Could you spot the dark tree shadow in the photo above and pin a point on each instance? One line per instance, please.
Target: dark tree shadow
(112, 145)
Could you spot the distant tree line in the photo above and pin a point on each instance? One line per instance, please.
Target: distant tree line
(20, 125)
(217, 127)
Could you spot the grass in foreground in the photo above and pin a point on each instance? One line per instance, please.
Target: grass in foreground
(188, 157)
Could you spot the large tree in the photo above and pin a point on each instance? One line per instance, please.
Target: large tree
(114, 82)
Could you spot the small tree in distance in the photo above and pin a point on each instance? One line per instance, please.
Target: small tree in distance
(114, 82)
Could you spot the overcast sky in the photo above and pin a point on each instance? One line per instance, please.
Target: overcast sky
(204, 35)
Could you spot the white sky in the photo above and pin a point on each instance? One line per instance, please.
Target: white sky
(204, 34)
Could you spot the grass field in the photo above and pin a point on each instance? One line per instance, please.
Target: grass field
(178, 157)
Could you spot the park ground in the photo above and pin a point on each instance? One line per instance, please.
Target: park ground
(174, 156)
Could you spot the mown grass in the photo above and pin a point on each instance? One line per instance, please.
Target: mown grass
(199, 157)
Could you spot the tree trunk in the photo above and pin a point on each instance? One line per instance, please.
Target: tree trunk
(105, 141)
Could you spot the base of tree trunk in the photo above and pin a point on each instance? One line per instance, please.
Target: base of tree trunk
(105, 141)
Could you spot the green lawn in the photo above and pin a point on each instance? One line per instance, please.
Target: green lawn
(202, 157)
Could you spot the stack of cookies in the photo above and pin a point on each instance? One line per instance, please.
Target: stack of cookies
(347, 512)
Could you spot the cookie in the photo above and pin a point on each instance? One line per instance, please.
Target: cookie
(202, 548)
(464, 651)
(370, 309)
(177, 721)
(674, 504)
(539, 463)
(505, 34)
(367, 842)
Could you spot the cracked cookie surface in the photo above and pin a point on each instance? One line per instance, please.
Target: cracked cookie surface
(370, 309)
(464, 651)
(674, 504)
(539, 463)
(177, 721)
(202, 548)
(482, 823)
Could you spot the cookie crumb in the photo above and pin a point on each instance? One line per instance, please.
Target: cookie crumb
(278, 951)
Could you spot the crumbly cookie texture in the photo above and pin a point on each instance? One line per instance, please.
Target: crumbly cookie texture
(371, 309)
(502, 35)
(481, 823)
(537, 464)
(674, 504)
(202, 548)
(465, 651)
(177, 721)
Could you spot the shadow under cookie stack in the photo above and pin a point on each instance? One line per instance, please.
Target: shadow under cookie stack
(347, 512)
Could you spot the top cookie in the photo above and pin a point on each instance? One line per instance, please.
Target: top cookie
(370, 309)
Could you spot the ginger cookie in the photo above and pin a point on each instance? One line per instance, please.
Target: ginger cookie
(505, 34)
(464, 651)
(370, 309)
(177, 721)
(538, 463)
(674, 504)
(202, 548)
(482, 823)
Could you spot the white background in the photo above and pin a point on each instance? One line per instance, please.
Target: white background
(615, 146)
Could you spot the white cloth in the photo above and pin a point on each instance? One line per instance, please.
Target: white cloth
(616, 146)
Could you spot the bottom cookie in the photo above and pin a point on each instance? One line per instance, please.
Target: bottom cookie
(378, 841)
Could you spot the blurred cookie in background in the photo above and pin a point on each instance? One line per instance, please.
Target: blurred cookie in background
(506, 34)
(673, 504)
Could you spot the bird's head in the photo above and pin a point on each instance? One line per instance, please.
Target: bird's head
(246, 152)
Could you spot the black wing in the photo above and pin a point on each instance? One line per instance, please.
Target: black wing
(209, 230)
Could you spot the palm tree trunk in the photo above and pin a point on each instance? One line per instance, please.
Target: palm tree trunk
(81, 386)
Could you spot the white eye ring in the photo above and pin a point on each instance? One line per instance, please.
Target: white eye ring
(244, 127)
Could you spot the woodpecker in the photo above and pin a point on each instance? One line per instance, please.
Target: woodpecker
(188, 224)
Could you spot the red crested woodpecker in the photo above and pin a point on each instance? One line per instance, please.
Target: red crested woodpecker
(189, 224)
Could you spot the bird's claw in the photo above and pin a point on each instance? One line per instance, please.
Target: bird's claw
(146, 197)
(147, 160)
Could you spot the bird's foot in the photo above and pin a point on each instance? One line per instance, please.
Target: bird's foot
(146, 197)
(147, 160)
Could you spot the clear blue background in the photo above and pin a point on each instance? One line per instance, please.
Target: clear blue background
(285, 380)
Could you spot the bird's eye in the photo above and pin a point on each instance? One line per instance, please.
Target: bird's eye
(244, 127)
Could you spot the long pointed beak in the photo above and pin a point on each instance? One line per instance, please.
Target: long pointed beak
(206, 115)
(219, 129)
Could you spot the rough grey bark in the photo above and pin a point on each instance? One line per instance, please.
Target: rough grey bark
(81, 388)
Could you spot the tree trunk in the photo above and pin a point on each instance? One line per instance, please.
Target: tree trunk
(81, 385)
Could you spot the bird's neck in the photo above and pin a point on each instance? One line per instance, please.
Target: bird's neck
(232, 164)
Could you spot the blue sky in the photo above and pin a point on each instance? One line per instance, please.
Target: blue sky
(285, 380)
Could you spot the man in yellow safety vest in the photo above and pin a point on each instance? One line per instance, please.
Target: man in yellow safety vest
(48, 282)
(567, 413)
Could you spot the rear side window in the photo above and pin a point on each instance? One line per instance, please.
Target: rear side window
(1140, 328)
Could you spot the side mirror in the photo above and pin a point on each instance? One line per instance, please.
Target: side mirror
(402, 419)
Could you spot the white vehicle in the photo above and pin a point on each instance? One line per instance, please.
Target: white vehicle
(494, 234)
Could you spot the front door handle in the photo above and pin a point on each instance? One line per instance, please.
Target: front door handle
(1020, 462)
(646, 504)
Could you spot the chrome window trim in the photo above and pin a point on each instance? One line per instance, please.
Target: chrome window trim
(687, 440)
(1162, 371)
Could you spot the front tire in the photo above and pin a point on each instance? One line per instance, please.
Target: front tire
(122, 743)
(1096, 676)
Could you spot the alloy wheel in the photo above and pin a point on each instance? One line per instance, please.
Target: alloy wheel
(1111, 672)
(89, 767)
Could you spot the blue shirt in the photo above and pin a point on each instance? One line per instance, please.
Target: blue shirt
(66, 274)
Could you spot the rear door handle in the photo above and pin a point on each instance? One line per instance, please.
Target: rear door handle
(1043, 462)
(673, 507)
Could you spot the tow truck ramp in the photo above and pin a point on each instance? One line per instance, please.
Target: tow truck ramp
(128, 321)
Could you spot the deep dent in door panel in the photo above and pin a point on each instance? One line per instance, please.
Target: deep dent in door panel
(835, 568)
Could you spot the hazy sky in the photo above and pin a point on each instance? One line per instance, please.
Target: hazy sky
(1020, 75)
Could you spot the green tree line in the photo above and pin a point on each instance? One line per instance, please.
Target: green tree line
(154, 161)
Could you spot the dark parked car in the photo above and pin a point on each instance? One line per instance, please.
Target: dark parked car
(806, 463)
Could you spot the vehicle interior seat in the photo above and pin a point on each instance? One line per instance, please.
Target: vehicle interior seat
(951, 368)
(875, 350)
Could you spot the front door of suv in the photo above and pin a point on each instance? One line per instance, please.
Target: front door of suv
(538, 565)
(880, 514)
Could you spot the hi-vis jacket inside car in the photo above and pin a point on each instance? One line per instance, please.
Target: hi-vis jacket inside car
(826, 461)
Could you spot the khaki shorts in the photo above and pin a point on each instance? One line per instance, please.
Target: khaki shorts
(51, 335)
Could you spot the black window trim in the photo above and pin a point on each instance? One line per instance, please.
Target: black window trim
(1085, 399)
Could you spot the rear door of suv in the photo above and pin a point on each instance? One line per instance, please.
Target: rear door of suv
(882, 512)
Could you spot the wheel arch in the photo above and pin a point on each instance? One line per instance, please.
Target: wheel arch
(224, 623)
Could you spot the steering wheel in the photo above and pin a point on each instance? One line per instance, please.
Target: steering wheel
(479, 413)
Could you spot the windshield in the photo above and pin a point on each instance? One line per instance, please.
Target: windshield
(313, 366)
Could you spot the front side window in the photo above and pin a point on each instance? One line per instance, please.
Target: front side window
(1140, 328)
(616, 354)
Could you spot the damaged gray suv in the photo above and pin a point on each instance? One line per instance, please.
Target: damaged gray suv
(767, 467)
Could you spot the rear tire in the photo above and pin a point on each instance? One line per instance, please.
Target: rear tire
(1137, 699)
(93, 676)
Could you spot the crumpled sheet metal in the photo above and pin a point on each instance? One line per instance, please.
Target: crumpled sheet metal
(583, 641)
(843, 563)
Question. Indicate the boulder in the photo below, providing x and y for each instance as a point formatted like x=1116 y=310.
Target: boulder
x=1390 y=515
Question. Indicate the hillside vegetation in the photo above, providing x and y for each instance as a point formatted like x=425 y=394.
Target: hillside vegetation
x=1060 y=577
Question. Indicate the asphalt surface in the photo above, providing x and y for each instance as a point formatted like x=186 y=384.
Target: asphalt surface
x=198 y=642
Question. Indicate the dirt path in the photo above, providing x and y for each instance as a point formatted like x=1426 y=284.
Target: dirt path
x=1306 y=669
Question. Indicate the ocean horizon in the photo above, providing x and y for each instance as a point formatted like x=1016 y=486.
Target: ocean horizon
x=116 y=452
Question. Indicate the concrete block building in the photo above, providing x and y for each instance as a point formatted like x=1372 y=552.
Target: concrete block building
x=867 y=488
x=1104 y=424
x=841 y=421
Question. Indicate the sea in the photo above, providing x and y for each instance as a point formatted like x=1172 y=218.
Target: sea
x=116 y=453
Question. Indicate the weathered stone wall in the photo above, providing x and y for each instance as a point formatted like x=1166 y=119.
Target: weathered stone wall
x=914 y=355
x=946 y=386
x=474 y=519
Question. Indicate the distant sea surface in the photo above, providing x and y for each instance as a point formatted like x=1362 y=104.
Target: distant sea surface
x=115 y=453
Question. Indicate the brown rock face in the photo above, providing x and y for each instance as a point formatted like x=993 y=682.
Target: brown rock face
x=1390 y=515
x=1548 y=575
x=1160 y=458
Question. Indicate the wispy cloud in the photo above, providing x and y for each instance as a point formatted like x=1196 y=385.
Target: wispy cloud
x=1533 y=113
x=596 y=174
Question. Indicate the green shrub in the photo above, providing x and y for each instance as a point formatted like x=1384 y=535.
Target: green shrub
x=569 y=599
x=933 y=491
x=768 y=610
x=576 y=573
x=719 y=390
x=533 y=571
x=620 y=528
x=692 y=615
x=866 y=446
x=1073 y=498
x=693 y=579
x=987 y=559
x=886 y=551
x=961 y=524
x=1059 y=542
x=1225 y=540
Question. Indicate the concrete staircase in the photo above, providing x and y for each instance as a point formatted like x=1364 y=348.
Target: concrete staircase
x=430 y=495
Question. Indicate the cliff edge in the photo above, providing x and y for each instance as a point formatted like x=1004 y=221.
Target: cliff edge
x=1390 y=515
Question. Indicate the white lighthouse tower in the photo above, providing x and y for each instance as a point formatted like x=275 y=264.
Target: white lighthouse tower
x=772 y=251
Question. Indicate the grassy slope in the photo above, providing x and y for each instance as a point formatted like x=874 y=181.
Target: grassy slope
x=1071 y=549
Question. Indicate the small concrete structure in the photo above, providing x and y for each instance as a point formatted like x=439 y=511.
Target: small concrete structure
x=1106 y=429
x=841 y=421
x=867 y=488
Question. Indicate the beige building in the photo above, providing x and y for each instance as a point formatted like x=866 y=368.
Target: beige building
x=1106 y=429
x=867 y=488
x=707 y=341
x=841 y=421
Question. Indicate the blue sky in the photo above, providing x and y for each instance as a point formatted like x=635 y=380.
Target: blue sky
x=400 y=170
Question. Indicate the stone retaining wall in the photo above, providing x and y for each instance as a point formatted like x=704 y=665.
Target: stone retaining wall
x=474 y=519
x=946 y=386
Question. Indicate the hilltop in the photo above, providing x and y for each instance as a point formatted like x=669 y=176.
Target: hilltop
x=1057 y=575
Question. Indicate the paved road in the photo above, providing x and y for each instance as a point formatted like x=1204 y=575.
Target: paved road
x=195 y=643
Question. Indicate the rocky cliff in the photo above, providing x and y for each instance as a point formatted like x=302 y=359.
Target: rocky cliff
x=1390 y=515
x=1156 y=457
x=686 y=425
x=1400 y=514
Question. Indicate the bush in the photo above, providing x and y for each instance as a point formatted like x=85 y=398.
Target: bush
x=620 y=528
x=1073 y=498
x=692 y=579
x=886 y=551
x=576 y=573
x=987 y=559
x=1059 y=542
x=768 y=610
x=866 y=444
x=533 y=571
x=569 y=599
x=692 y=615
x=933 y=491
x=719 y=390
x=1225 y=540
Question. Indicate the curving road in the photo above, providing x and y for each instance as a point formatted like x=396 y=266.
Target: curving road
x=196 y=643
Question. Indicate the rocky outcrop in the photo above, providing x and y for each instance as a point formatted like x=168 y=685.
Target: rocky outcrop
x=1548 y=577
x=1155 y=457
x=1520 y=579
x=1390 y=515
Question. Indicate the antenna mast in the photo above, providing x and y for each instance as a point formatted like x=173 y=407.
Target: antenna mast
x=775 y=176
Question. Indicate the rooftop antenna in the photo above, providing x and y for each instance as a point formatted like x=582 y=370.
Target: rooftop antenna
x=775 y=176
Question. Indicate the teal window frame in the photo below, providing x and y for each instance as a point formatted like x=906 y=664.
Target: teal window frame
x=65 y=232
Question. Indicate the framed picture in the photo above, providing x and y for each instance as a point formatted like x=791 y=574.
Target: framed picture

###

WRITTEN EXERCISE ::
Turn the stretch of the listing from the line containing "Question. Indicate the concrete block" through the line containing "x=596 y=174", both included, into a Markdown table with the columns Row and Entry. Give each nonblank line its own row, numbered in order, and skip any blank lines.

SOLUTION ::
| Row | Entry |
|---|---|
| 1 | Question. Indicate the concrete block building in the photo above, providing x and y for each instance as a point formatted like x=1372 y=552. |
| 2 | Target: concrete block building |
| 3 | x=867 y=488 |
| 4 | x=1104 y=424 |
| 5 | x=841 y=421 |
| 6 | Question. Indicate the sea in the photo above, providing x and y for each instance as a point formatted like x=1172 y=218. |
| 7 | Target: sea |
| 8 | x=116 y=453 |
| 9 | Question. Indicate the weathered stone wall in the photo above, providing x and y for each instance as a point formatted like x=1166 y=119. |
| 10 | Target: weathered stone wall |
| 11 | x=914 y=355 |
| 12 | x=946 y=386 |
| 13 | x=474 y=519 |
| 14 | Question. Indicate the distant sea surface in the photo above, providing x and y for each instance as a point formatted like x=1362 y=104. |
| 15 | Target: distant sea surface |
| 16 | x=115 y=453 |
| 17 | Question. Indicate the brown rock face in the photo above, providing x and y for each instance as a point formatted like x=993 y=682. |
| 18 | Target: brown rock face |
| 19 | x=1390 y=515 |
| 20 | x=1548 y=575 |
| 21 | x=1160 y=458 |
| 22 | Question. Indicate the wispy cloud in the photo above, providing x and y for each instance as a point formatted like x=1196 y=385. |
| 23 | Target: wispy cloud |
| 24 | x=1533 y=113 |
| 25 | x=596 y=174 |